_EXERCISE INPUTS_.

-- BEGIN --

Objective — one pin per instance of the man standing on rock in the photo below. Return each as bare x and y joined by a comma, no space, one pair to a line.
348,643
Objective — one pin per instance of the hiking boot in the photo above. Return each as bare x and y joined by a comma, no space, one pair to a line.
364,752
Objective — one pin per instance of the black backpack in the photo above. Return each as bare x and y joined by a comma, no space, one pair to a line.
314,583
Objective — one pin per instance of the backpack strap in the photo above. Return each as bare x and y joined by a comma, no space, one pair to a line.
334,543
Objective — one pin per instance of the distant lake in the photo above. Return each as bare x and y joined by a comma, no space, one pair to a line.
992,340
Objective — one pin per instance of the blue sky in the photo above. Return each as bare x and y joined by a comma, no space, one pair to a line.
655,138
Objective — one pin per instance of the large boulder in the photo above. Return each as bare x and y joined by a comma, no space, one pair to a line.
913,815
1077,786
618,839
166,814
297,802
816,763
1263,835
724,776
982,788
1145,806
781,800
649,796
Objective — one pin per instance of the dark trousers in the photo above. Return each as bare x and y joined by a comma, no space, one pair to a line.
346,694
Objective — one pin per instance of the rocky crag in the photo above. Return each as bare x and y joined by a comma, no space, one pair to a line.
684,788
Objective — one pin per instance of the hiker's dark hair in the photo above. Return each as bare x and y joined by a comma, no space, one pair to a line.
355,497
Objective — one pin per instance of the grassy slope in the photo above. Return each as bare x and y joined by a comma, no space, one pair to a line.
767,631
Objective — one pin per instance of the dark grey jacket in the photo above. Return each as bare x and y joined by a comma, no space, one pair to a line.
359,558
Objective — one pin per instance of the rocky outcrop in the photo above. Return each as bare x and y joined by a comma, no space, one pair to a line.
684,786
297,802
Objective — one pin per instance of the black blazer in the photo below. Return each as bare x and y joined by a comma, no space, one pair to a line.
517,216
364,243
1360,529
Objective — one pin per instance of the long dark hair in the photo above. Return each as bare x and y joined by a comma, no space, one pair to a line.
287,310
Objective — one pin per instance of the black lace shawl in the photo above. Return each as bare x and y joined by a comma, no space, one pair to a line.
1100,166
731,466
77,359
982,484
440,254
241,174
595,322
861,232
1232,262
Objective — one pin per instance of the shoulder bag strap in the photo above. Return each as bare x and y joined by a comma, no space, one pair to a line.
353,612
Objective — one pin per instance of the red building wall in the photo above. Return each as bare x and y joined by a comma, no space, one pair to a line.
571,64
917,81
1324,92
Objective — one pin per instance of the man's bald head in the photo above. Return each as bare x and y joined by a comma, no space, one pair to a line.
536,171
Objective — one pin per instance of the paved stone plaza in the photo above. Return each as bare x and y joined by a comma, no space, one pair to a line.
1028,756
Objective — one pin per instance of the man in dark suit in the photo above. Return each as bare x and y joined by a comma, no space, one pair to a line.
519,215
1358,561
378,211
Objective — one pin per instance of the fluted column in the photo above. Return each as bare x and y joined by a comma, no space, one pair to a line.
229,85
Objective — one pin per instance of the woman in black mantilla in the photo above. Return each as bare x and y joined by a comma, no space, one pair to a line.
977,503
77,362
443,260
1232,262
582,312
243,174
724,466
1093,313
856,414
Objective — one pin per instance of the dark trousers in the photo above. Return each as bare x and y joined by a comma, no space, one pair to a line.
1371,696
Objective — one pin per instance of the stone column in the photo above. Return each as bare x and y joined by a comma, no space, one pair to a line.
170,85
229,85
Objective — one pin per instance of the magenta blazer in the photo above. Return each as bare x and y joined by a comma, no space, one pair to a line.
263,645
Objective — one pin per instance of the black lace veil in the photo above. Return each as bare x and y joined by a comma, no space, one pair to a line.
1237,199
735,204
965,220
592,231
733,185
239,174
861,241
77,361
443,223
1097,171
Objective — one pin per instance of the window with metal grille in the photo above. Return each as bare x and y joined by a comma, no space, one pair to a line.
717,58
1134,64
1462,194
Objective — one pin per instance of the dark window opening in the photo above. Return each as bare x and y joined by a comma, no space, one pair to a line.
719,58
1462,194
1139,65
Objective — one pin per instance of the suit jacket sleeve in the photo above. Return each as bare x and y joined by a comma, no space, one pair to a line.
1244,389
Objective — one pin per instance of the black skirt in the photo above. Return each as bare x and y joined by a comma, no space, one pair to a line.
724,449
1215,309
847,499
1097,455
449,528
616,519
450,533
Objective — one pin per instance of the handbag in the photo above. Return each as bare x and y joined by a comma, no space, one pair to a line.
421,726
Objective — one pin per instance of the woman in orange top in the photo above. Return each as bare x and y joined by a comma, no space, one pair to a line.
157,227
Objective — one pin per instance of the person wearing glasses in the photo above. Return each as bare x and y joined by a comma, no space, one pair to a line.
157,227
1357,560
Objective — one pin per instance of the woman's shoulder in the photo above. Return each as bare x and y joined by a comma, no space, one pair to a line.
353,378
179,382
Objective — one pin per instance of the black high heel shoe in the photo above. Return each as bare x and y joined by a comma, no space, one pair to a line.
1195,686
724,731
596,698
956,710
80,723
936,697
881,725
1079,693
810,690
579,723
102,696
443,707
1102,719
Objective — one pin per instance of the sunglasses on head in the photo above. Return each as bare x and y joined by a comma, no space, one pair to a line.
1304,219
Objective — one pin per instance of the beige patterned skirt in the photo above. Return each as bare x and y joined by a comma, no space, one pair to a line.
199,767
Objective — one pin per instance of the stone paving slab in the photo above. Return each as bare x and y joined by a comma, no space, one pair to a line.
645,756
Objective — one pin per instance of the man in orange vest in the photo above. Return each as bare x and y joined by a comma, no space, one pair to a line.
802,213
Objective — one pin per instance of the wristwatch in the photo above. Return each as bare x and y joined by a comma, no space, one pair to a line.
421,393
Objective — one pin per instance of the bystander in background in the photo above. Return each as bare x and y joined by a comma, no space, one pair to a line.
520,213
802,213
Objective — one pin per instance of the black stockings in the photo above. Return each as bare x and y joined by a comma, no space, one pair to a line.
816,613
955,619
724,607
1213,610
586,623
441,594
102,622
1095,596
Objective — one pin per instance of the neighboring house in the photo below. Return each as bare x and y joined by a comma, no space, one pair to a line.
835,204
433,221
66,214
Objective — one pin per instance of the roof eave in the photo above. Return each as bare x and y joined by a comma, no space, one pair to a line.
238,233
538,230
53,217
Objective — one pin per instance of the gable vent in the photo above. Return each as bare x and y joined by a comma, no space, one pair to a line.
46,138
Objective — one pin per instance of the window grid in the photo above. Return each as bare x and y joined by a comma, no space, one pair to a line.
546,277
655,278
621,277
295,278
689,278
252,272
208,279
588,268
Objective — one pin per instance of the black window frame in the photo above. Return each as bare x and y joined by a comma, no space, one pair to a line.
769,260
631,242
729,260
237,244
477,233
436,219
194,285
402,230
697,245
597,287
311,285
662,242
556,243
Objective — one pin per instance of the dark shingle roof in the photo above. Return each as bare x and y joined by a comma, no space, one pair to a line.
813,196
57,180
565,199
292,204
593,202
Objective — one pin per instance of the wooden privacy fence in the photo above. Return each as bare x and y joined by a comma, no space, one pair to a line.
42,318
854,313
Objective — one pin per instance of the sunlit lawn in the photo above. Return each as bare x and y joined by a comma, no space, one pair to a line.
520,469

-- END --

_EXERCISE PROMPT_. Repeat the lines above exactly.

_SOLUTION TO THE PROBLEM_.
Objective — one pin per instance of the man standing on rock in the photo below. Return each as bare x and y joined by a comma, no space, one pair to a line.
348,643
Objective — one pin per instance of the hiking boot in the photo above. Return each as bare x and y joined by a comma, no space, one pair to a line.
364,752
Objective — one pin per instance of the black backpack in the photo above. Return each as bare x and y joined by a comma, no space, one pair to a line.
314,583
Objective — one pin per instance of the backpack strap in the photo above. Return each as bare x and y joined by a comma, no space, one pair to a line.
334,543
Objective — one pin per instance of the distant lake in the photo above. Return each as bare x and y joined by a comma, no space, one pair to a line.
992,340
Objective — one pin per instance of the blue sky in the photo above. Return each as bare x and y joined by a comma, no space, one pair to a line.
655,138
Objective — one pin per instance of the large boulder in the photo above. Return each as bare x and y joined by a comma, no space, one pair to a line.
913,815
1077,786
618,839
166,814
297,802
816,763
1263,835
724,776
982,788
1145,806
781,800
649,796
Objective — one pin per instance of the dark trousers in the photo above. Return each as bare x and y joined by a comma, no space, one pair to a line.
346,694
Objective — one pin per instance of the rocky crag in the photo above. Return each as bare x and y joined by a comma, no space, one pair to a line.
684,788
Objective — one pin per instance of the hiker's dark hair in the photo above. Return each as bare x and y joined by a comma, no space, one pair to a line.
355,497
Objective — one pin per instance of the grassy slope in the photo above. Return each as bare x and y joined by a comma, no space, one pair to a line.
767,631
Objective — one pin per instance of the dark grey jacket in the photo above. Return each as bare x and y joined by a comma, no space, one pair to a line.
359,558
Objective — one pin per instance of the rocky outcrop in the photo above. Return each as bare x and y joined by a comma, no space, one pair to a line.
684,786
297,802
Objective — one pin per instance of the black blazer in the photo below. Return each as bare x and y joined by a comma, no space, one pair to a line.
517,216
364,243
1360,529
Objective — one pin per instance of the long dark hair in the photo above. Return each as bare x and y joined by a comma, no space, one pair to a line.
287,310
Objective — one pin per instance of the black lace shawl in the photo above. Return each as bare x and y joined by a comma, no space, one pair to a line.
1100,166
731,466
77,359
982,484
440,254
241,174
595,322
861,232
1232,262
Objective — one pin per instance of the shoulder bag strap in the photo above. Return each as bare x and y joined by a comma, no space, one pair to a line.
353,612
Objective — one pin per instance of the red building wall in the photo above. Return each as bare x and y joined by a comma, no space, one pair to a line.
571,64
917,81
1324,92
Objective — one pin per instance of the man's bald head in the photo above. Return each as bare x and y joined by a comma, no space, one pair to a line.
536,171
Objective — one pin per instance of the paved stone plaza in the photo above. Return each as bare x and y joined by a comma, no space, one pair to a line.
1028,756
Objective — one pin per instance of the man in dark suit in the photo above. Return each as bare x and y joined by a comma, no space, one pair to a line.
519,215
1358,561
378,211
Objective — one pin per instance of the fluted column in the photo above. Return each as bare x and y joined by a comma, no space, one pair to a line.
229,85
Objective — one pin per instance of the woman in black mantilla in the photo above. Return each as bare x and y joined by a comma, no space, one pair to a line.
977,503
77,362
443,260
1232,262
582,312
243,174
724,466
1093,313
856,414
Objective — one pin per instance of the dark trousers in the photo above. Return each as bare x and y joined by a comma, no space, one pair to a line.
1371,696
Objective — one pin per instance of the stone column in the photo above. Return each as bare x and y joined by a comma, no space, one pair to a line.
170,85
229,85
Objective — one pin per instance of the magenta blazer in the photo above. Return each as bare x and y joined by a comma, no space, one pair to a line.
263,645
Objective — one pin per instance of the black lace veil in the photo above. Return each as bare x and y joined by a comma, no space, one pair to a line.
1237,199
735,204
965,220
592,231
733,185
239,174
861,241
77,361
443,223
1097,171
Objective — one pin per instance of the window with metal grille in the photo above. Return each as bare x and y joined by a comma, no space, one pair to a line.
717,58
1134,64
1462,194
Objective — one pin per instance of the dark window opening in the photo above. Return each as bare x and y joined by a comma, no space, one pair to a line.
719,58
1462,194
1139,65
Objective — one pin per instance of the suit jacket sleeve in the photo above. Return each as bare x and y joined by a comma, no space, one pair to a line.
1244,389
Objective — one pin per instance of the black skirt in the photo above. Return each as bare x and y joined by a comma, no space, one pair to a line.
724,449
1215,309
847,499
1097,455
449,528
616,519
450,533
Objective — one pin per instance of the handbag in the photo above. Return each as bare x and y joined by a comma, no space, one pair to a line.
421,726
Objective — one pin per instance of the woman in orange top in the photo above. Return each as bare x and y joined by a comma, no space, one pair to a line.
157,227
Objective — one pin per instance of the person wearing glasses in the photo above. Return each as bare x and y joined by a comma, no space, one pair to a line.
157,227
1357,560
Objective — one pin per instance of the woman's shoulder in the photo above. Return each as bare x and y joined by a comma, no space, one pair to a line.
353,378
179,382
Objective — one pin per instance of the black high heel shoe in the photo above. Return each as bare x and y joined by a comma, no space, one pair to a line.
1195,686
724,731
596,698
956,710
80,723
936,697
881,725
1079,693
810,690
579,723
102,696
443,707
1102,719
Objective — one pin per instance of the sunglasses on head in the photo above. Return each as bare x and y joined by a comma, no space, one pair to a line.
1304,219
Objective — one pin per instance of the beige patterned skirt in the photo above. Return each as bare x and y joined by a comma, no space, one pair to a line.
199,767
Objective — one pin per instance of the stone paving slab in the photo above. Return each as bare x and y joined by a comma, no space, one pair to a line.
645,756
Objective — one pin per instance of the man in orange vest in the photo above. Return each as bare x and y joined by a comma, no space, one pair to a line.
802,213
Objective — one pin per instance of the wristwatch in the photo above. Return each as bare x and y joined by a comma, no space, one pair to a line.
421,393
Objective — one pin per instance of the bystander in background in the photo above. Return each as bare x and y joined by a comma, no space, one pair to a line.
520,213
802,213
Objective — one pin per instance of the black stockings in the photo above. Return each as bare x and y joined by a comma, no space, one pair to a line.
816,613
955,619
724,607
1213,610
586,623
441,594
102,622
1095,596
Objective — one pin per instance of the neighboring house in the photo below. Return each as bare x and y joined by a comma, no space, one pair to a line.
835,204
433,221
66,214
Objective — one pin per instance of the roof eave in the photo above. Return each as bare x and y joined by a comma, no space, one pair to a line.
238,233
538,230
53,217
Objective — one pin per instance of the gable vent in the photo above. Return each as bare x and y joined by a comma, no space, one pair to a line.
46,138
Objective — one pin per instance of the window grid in the photo above. Return each as bare x and y joined by a comma, no space, one pair to a line.
546,277
655,278
621,277
295,278
689,278
252,272
208,279
588,268
Objective — one pin per instance of the black window frame in the photo above. Return each as bare x and y joined by a comma, no space, one pair to a line.
769,260
631,242
729,260
237,244
477,233
436,219
194,285
402,230
697,245
597,287
311,285
662,242
556,243
Objective — one pin per instance of the dark shingle roof in the photo above. Return each as bare x and y joined by a comma, no space, one pair to a line.
813,196
57,180
565,199
292,204
593,202
Objective — one pin per instance of the wooden privacy fence in the photo above. Return each as bare x and y joined by a comma, no space, one pair to a line.
42,318
854,313
Objective — one pin per instance of the sunlit lawn in the photo above. Return each as bare x and y joined by a comma, no space, one pair to a line.
520,469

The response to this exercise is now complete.